STORED DATA
┄┄┄┄┄┄┄┄┄┄

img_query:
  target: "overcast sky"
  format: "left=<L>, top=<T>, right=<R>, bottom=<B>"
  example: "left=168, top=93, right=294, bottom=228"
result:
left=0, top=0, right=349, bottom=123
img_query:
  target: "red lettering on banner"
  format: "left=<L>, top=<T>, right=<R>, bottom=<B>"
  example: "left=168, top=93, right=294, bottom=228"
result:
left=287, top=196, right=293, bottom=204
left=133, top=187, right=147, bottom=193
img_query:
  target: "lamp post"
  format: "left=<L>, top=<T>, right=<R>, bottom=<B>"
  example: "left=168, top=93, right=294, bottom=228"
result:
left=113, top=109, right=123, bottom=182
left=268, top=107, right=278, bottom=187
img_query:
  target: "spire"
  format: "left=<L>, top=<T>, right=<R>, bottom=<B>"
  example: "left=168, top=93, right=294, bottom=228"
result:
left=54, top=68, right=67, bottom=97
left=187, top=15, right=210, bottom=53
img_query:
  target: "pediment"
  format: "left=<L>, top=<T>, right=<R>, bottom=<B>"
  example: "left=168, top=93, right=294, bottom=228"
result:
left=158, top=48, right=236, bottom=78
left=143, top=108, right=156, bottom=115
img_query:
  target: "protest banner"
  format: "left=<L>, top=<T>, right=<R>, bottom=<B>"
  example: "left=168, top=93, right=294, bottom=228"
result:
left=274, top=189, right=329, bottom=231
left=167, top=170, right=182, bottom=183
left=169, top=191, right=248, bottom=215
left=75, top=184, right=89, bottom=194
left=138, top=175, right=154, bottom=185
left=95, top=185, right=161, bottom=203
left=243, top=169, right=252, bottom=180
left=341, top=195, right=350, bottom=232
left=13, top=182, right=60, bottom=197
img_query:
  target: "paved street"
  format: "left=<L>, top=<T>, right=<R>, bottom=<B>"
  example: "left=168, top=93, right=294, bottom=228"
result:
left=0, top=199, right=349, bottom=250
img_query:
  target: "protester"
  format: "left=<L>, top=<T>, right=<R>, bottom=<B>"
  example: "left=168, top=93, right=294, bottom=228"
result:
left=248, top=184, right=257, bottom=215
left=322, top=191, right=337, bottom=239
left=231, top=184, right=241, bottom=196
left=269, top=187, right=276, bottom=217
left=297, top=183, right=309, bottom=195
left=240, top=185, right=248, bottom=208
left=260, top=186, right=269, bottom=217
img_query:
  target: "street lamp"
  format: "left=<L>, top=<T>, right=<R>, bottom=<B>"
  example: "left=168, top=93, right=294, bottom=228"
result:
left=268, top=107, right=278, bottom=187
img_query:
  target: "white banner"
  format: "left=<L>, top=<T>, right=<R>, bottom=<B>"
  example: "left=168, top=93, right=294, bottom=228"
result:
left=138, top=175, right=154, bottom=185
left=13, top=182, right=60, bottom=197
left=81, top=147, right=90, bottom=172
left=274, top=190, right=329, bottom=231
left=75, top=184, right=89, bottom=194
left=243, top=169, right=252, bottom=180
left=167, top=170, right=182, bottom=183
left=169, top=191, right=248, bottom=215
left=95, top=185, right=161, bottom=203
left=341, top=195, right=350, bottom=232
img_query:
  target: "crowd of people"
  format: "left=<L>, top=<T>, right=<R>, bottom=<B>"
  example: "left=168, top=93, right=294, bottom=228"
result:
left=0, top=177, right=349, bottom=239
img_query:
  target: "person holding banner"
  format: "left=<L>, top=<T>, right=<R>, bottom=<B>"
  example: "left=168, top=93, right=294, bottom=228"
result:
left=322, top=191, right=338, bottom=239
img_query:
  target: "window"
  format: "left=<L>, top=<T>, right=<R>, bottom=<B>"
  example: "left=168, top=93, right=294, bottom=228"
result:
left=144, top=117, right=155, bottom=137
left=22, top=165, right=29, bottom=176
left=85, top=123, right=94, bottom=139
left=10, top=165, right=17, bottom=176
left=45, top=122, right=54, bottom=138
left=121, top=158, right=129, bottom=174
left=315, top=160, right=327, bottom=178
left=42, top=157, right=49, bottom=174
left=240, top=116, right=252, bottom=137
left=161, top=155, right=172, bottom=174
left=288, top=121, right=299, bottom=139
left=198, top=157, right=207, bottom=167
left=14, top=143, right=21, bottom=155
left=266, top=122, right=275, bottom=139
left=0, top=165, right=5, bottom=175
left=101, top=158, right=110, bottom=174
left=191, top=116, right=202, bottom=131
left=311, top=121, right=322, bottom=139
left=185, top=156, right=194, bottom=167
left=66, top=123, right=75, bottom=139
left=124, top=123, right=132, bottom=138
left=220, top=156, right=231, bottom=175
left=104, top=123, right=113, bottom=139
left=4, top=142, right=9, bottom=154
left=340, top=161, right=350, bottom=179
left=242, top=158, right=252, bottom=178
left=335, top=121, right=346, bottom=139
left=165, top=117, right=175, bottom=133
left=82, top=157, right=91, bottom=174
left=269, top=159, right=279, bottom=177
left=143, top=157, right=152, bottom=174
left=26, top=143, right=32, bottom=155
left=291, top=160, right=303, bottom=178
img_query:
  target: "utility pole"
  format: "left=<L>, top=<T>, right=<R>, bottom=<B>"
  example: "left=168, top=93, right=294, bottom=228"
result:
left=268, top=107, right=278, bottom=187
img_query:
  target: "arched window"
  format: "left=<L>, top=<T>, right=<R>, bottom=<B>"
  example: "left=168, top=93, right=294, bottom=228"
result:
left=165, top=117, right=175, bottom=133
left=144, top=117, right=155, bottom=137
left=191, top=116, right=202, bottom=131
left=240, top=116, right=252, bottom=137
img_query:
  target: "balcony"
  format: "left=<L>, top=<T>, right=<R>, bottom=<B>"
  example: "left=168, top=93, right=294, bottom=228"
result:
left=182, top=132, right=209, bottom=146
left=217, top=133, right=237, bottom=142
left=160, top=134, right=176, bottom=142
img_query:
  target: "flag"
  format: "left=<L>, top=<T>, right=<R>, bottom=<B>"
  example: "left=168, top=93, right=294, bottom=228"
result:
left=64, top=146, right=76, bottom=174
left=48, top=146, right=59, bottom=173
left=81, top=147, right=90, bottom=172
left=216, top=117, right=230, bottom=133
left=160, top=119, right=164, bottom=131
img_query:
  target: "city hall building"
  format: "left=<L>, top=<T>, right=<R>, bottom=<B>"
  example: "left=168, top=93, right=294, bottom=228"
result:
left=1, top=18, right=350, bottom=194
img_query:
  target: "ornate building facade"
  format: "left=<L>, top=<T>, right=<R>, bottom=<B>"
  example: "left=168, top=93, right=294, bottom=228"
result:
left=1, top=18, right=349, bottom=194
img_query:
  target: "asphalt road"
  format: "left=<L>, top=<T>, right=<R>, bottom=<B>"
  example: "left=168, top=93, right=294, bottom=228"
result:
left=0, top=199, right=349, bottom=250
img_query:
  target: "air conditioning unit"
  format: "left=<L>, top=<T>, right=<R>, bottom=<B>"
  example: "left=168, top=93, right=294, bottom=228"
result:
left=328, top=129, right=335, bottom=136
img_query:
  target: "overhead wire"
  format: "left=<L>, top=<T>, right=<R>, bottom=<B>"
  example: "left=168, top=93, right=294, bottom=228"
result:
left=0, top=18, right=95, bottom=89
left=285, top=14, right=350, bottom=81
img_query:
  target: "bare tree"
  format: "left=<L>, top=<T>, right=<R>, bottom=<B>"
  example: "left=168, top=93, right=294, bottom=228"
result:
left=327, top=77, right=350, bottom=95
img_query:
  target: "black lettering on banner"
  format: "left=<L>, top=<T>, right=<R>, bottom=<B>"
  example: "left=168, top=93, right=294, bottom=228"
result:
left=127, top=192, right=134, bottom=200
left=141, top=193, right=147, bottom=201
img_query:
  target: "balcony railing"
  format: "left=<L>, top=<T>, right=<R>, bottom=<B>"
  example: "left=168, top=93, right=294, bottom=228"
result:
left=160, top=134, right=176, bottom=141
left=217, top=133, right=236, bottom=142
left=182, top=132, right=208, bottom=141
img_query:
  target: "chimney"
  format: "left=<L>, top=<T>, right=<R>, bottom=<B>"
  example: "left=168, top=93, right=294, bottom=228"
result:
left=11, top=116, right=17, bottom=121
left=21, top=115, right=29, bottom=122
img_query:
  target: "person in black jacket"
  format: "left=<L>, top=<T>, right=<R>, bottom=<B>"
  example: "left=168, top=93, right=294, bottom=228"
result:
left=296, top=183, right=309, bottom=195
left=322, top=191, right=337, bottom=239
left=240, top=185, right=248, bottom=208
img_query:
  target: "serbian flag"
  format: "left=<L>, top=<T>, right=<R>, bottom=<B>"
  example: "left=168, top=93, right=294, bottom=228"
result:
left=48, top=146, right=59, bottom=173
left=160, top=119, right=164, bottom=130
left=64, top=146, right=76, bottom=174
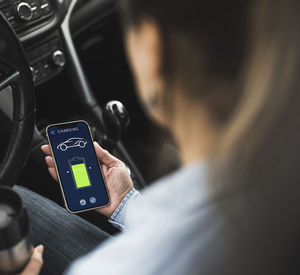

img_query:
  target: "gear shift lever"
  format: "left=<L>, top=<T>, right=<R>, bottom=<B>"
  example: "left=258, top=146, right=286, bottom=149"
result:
left=101, top=101, right=147, bottom=188
left=102, top=101, right=130, bottom=142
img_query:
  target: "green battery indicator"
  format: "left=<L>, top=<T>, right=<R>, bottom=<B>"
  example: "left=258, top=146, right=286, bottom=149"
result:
left=70, top=160, right=91, bottom=189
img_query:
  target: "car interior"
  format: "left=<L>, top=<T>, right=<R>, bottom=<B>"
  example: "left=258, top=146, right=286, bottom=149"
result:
left=0, top=0, right=181, bottom=234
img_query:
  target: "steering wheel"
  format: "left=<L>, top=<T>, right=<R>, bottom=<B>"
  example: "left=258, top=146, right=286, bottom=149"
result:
left=0, top=14, right=35, bottom=187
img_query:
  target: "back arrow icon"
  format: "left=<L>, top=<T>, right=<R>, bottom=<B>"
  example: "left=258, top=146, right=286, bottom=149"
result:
left=51, top=131, right=55, bottom=135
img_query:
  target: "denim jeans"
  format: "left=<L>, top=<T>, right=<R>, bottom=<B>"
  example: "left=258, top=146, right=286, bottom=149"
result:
left=14, top=186, right=110, bottom=275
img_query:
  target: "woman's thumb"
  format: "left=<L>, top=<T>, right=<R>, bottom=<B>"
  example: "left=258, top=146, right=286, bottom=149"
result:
left=94, top=142, right=120, bottom=166
left=21, top=245, right=44, bottom=275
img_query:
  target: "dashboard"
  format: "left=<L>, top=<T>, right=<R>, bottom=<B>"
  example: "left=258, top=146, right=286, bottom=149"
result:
left=1, top=0, right=55, bottom=34
left=0, top=0, right=120, bottom=136
left=0, top=0, right=71, bottom=85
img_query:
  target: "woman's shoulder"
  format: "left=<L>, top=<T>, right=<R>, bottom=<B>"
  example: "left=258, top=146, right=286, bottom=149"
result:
left=125, top=162, right=211, bottom=226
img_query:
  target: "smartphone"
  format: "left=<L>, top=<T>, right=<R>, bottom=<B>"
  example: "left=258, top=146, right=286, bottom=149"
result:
left=46, top=120, right=109, bottom=213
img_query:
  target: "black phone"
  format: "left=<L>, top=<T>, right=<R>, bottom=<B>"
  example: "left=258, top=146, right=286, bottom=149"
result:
left=46, top=120, right=109, bottom=213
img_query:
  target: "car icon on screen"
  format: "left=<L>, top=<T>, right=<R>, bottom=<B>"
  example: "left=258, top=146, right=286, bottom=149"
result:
left=57, top=138, right=87, bottom=151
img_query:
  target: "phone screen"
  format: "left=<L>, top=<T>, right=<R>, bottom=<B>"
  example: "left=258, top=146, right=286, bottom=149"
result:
left=46, top=121, right=109, bottom=213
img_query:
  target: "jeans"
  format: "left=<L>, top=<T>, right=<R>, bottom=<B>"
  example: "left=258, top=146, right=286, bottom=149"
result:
left=14, top=186, right=110, bottom=275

┄┄┄┄┄┄┄┄┄┄

Report each line of the material in which the string "lettering" occurs.

  target: "red lettering on banner"
  target: "black lettering on banner"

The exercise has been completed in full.